Une proposition de couper Onati en deux


Tahiti, le 30 août 2023 - Et si Onati était coupé en deux pour favoriser la concurrence ? C'est ce que l'Autorité de la concurrence suggère afin que la partie gestion du réseau et la partie strictement commerciale soient étanches, et que les subventions du Pays pour l'un ne bénéficie pas dans un jeu de vases communicants à faire des promotions pour l'autre, et de fait, menacer les autres opérateurs dans leurs offres.
 
 
 
Un rapport de l'Autorité de la concurrence sur la détermination des conditions de déploiement et de financement des réseaux de télécommunications dans les îles peu denses et un autre sur un projet d'arrêté réglementant temporairement les tarifs et les conditions d'offres fixes d'accès à internet dans les zones peu denses ont été divulgués dans la soirée de ce lundi 29 août. Deux rapports qui font suite à des saisines du gouvernement Brotherson pour avis dans sa volonté de mettre en place “une couverture de qualité de l'ensemble du territoire polynésien, à des prix abordables pour les consommateurs, et d'assurer une concurrence saine par les infrastructures en zone dense et un mécanisme de partage des coûts équitables en zone non dense”.
 
Premier constat évident, mais qu'il est bon de rappeler dans le rapport sur les réseaux de télécommunication : “Il est sans doute illusoire que plusieurs opérateurs mobiles soient en mesure de parvenir à l’équilibre économique en déployant leur propre réseau sur l’ensemble du territoire, sauf au prix de tarifs très élevés pour les consommateurs”, note le rapport de l'Autorité. “Aussi, la question se pose de la mise en commun des infrastructures de couverture. Pourtant, le cadre règlementaire polynésien impose toujours le déploiement de tous les opérateurs sur tous les archipels. Cette situation parait décorrélée de toute logique économique.”
......
▶ _LISTE DES TÂCHES_:
**a.** Réécrivez plus brièvement le paragraphe de l'extrait qui commence par « Un rapport de l'Autorité de la concurrence », en gardant ses faits principaux.
**b.** Recopiez le passage de l'extrait qui va de « Une proposition de » jusqu'à « dans leurs offres. » inclus.

▶ _DONNÉES FOURNIES_:
......
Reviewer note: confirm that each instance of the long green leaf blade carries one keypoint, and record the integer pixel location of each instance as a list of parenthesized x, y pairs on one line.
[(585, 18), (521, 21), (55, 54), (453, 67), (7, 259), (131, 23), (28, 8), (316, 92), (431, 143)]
......
▶ _RÉPONSES PAR TÂCHE_:
**a.** Deux rapports de l'Autorité de la concurrence ont été divulgués le soir du 29 août. Le premier porte sur les conditions de déploiement et de financement des réseaux de télécommunications dans les îles peu denses. Le second porte sur un projet d'arrêté qui réglementerait temporairement les tarifs et les conditions des offres fixes d'accès à internet dans les zones peu denses. Ils répondent à des demandes d'avis du gouvernement Brotherson. Celui-ci veut une couverture de qualité de tout le territoire polynésien à des prix abordables, une concurrence saine par les infrastructures en zone dense et un partage équitable des coûts en zone non dense.

**b.**
Une proposition de couper Onati en deux


Tahiti, le 30 août 2023 - Et si Onati était coupé en deux pour favoriser la concurrence ? C'est ce que l'Autorité de la concurrence suggère afin que la partie gestion du réseau et la partie strictement commerciale soient étanches, et que les subventions du Pays pour l'un ne bénéficie pas dans un jeu de vases communicants à faire des promotions pour l'autre, et de fait, menacer les autres opérateurs dans leurs offres.